** START GIVEN DATA **
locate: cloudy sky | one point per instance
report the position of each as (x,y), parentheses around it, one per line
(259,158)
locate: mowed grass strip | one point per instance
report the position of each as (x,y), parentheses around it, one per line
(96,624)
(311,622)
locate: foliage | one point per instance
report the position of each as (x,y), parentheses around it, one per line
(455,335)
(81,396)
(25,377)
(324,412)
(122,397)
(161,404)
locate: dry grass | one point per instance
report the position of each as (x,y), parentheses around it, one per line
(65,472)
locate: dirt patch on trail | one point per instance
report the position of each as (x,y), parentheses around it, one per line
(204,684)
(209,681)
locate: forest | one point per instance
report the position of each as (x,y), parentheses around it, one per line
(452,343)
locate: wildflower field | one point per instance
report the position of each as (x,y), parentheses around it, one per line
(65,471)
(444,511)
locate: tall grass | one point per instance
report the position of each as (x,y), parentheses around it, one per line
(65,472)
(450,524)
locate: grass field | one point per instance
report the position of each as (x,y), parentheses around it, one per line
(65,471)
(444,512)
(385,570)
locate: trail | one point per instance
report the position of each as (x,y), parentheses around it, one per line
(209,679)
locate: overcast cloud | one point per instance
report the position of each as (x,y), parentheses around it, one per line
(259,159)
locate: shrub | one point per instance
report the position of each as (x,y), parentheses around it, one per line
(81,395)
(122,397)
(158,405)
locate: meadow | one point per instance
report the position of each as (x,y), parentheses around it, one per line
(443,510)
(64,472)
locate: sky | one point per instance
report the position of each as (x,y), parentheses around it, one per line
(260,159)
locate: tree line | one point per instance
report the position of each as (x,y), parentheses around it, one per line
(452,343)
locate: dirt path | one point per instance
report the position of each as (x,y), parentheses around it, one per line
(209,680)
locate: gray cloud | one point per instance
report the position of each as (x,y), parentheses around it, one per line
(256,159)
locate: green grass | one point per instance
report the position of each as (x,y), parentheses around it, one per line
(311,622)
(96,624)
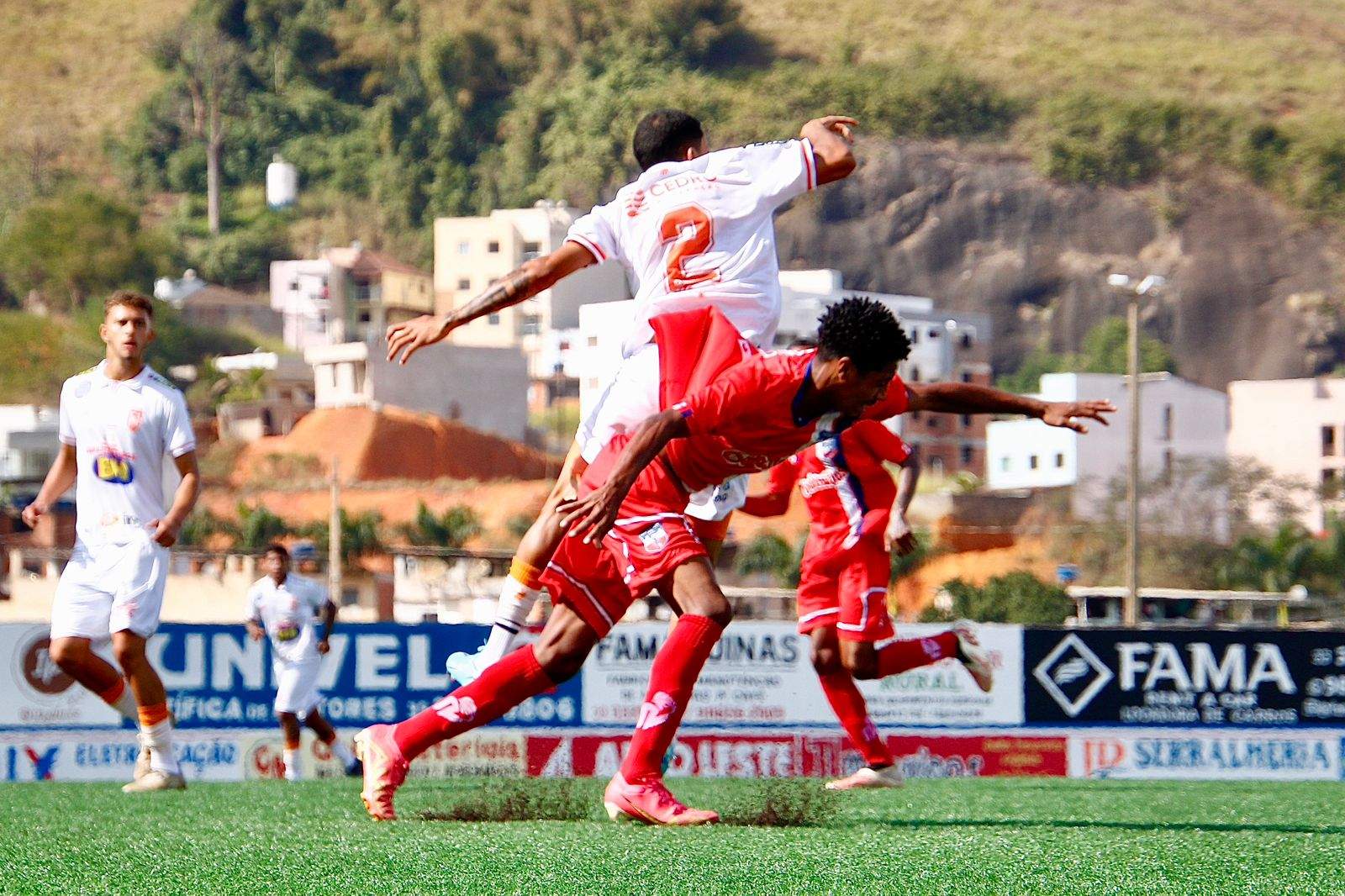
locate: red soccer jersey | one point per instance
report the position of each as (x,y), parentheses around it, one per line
(842,481)
(748,420)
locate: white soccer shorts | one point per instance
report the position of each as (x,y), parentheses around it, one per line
(111,588)
(296,687)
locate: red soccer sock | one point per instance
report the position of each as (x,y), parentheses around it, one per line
(914,653)
(676,669)
(849,707)
(499,689)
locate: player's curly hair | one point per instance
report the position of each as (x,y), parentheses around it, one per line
(862,329)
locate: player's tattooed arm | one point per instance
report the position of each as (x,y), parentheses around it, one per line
(595,514)
(972,398)
(531,277)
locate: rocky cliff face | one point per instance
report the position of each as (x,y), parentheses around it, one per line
(1254,293)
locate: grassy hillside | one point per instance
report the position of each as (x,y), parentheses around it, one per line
(1284,58)
(77,69)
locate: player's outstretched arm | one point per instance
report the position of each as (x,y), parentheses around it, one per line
(60,478)
(970,398)
(595,514)
(535,275)
(833,140)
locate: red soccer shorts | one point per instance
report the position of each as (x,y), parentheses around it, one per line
(854,600)
(650,540)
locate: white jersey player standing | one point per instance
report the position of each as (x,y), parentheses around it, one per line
(694,229)
(118,424)
(282,607)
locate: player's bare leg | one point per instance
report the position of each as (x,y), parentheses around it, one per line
(636,793)
(853,712)
(152,709)
(326,734)
(522,586)
(77,660)
(389,750)
(867,661)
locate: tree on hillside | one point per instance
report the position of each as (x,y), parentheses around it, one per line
(77,245)
(210,69)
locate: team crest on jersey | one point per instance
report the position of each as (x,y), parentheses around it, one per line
(113,467)
(656,539)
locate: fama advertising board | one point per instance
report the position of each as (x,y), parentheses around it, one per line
(1185,678)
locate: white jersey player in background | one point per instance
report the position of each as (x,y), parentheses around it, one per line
(118,423)
(694,229)
(282,606)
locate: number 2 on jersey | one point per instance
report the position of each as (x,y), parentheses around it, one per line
(693,230)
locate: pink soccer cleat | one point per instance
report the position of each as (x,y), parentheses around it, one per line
(973,656)
(652,804)
(385,770)
(869,777)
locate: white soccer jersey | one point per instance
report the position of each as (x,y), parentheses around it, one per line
(287,614)
(121,430)
(701,233)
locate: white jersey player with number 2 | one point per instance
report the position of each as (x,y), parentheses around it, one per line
(696,229)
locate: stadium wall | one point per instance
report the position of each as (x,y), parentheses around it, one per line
(1087,704)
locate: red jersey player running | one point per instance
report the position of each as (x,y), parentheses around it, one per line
(857,519)
(636,535)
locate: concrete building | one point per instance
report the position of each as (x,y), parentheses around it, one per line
(470,253)
(346,295)
(1297,430)
(1180,420)
(29,444)
(287,394)
(482,387)
(206,304)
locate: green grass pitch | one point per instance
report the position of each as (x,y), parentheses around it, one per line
(955,835)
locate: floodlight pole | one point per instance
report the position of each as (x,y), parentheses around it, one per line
(1131,607)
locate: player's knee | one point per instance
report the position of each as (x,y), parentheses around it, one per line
(69,653)
(826,661)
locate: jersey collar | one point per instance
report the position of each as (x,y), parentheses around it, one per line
(134,383)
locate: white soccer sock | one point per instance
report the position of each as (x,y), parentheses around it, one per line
(158,737)
(511,614)
(127,705)
(293,771)
(342,752)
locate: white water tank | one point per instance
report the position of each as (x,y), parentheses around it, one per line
(282,183)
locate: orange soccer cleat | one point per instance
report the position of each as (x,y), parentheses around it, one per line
(652,804)
(385,770)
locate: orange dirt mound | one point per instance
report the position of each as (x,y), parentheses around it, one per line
(385,444)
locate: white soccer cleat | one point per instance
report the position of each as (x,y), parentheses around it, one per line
(973,656)
(155,781)
(869,777)
(466,667)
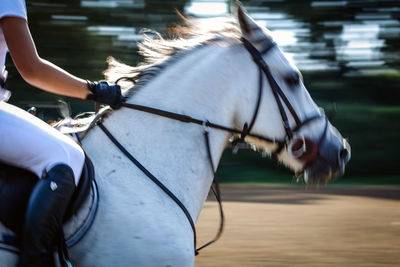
** END GIVEN DATA **
**DO THIS**
Update every one of the entries above so that "one point per instance" becomes "a point for each instance", with all other text kept as it is. Leave the pictures out.

**RESULT FOR THIS EXERCISE**
locate: cloudy sky | a point for each instance
report the position of each as (x,y), parentheses around it, one per line
(259,158)
locate: mowed grass strip | a point for each instance
report the position of each as (x,y), parentheses around it, one per line
(96,624)
(311,622)
locate: foliage | a point for each instance
report the position of each as (x,y), parentheses around it, one per line
(455,335)
(81,396)
(25,377)
(324,412)
(122,397)
(161,404)
locate: dry grass | a point for each instance
report the position of each as (x,y), parentheses around it, one per line
(65,472)
locate: dirt patch on trail | a point for each instance
report the position of each as (x,y), parentheses around it, one per line
(204,684)
(209,681)
locate: forest | a point for each instance
report the position of each as (x,y), parentheses around it, one per line
(452,343)
locate: wildflower field | a point for each instance
report the position of each as (x,y), parentheses around it, one per line
(65,471)
(444,511)
locate: tall grass | a point for each instance
report the position of each as (x,y), parentheses around it, one per line
(65,472)
(450,524)
locate: grass field | a point for each instance
report the position of each as (x,y), parentheses around it, one per line
(65,471)
(444,512)
(385,570)
locate: trail | a point for each instance
report the position of each as (x,y), parentheses around it, one per line
(209,679)
locate: overcast cloud | a point for each instance
report the position of each as (x,y), parentheses around it, one per line
(259,159)
locate: shrub | a point for each instance
report the position of each as (x,y), parentheses around it, one per line
(81,395)
(122,397)
(158,405)
locate: meadow | a point for each instance
report the position of each as (x,y), parentheses around it, one per line
(443,510)
(64,472)
locate: sky | a point for each instance
report the position of each as (x,y), parentheses around it, one per line
(260,159)
locate: tree line | a point for each instance
report the position of each as (x,y), parentheses around it, one per line
(452,343)
locate: dirt path | a point for each instance
report the position of each as (x,y), parentheses around it, one per line
(209,680)
locate: gray cloud | a point for each instance
report the position of each as (x,y), parentheses around it, one per line
(256,159)
locate: green grass | a point for each instance
report the position of each as (x,y), parentheses around it, one per line
(311,622)
(96,624)
locate: red soccer jersey | a point for each instance
report the position of each as (x,y), parentheses around it, one per line
(842,481)
(748,420)
locate: white soccer shorts | a point for each instance
report the position of each as (x,y), parentheses around it, one per line
(111,588)
(296,687)
locate: red soccer sock | a point for each instance
report the position of each as (x,y), parentheses around it, one per line
(914,653)
(676,669)
(849,707)
(499,689)
locate: player's curly hair | a point for each instance
report the position of each as (x,y), parentheses around it, one per line
(862,329)
locate: player's tattooed arm | a point for each instance
report the position of each as (x,y), parentheses around it, one per line
(595,514)
(972,398)
(531,277)
locate: rocky cliff face | a point for each instance
report the position of each as (x,y), parentheses around it, one per line
(1254,293)
locate: grassy hillside | a point for each instance
report the position of each as (x,y), parentheses around it, one per line
(1284,58)
(77,69)
locate: player's outstretched arm | a point for each instance
report the position of each as (x,y), parentheses around it, one per line
(60,478)
(970,398)
(595,514)
(535,275)
(833,140)
locate: red soccer shorts | a point for each instance
report the position of each as (x,y), parentheses around it, one per line
(854,600)
(650,540)
locate: white jersey player standing | a point for each instance
report the position of each as (x,y), parentheses around it, one per line
(694,229)
(118,424)
(282,607)
locate: player's bare leg | a point for each instance
report the position of each as (x,y), parentheses around it, one per line
(636,793)
(853,712)
(152,709)
(326,734)
(522,586)
(77,660)
(389,750)
(867,661)
locate: tree on hillside | a point for each instance
report the position of each as (x,y), parentheses around it, one per line
(77,245)
(210,69)
locate: team crest on jersey | a point for each instance
report the position of each as (x,y), parentheses around it, one per line
(113,467)
(656,539)
locate: fama advertising board | a point for each instance
report the position of each as (x,y), parentheses around it, one per line
(1185,678)
locate: white jersey player in background | a point for each instance
report the position of each as (x,y), parentheses around it, one per line
(118,423)
(694,229)
(282,606)
locate: number 2 on jersey | a point for each instance
report the position of each as (x,y), parentheses around it, one per line
(693,230)
locate: pink soccer cleat | a point for each instance
report the position of each as (x,y), parentheses around it, one per line
(973,656)
(652,804)
(385,770)
(869,777)
locate: white soccer jersey | a point for each instance
report the position of each as (x,y), parentheses around it, one per line
(287,614)
(121,430)
(701,233)
locate: white jersey player with number 2 | a point for each instance
report the position of each as (x,y), parentheses around it, one per line
(696,229)
locate: stadium wall | a point for each instance
report the position of each as (x,y), parentheses around it, one per line
(1087,704)
locate: red jersey player running | a point for each instance
report the position of each as (x,y), parentheses around it, one per line
(857,519)
(636,535)
locate: concrete building | a point for each instance
report the position of each as (x,y), parentheses around it, one per line
(470,253)
(346,295)
(1297,430)
(1180,420)
(29,444)
(287,394)
(482,387)
(206,304)
locate: green grass pitch | a point for each instance
report the position of each as (x,y), parentheses around it, one per line
(955,835)
locate: floodlight pole | a point for each instance
report the position of each as (x,y), parentheses around it, one per line
(1131,607)
locate: player's knee | a point for each instance
report the position of each as (x,y), parentheses around it, one per line
(69,653)
(826,661)
locate: jersey collar | a point for each instance
report the position of each as (x,y), parentheses around it, one per line
(134,383)
locate: white soccer sock | a point for each instance
report the position of each as (x,y), parentheses around it, one per line
(158,737)
(511,614)
(127,705)
(293,771)
(342,752)
locate: white water tank | a point for each instance
report the position of each as (x,y), parentheses around it, one per line
(282,183)
locate: orange soccer cleat | a point for each instance
report the position of each as (x,y), parentheses around it, one per line
(652,804)
(385,770)
locate: orange dirt mound | a point for each instance
report the position of each as (x,y), parentheses around it, one per line
(385,444)
locate: white soccer cleat | a point for each instance
report the position of each as (x,y), parentheses around it, one per line
(973,656)
(155,781)
(869,777)
(466,667)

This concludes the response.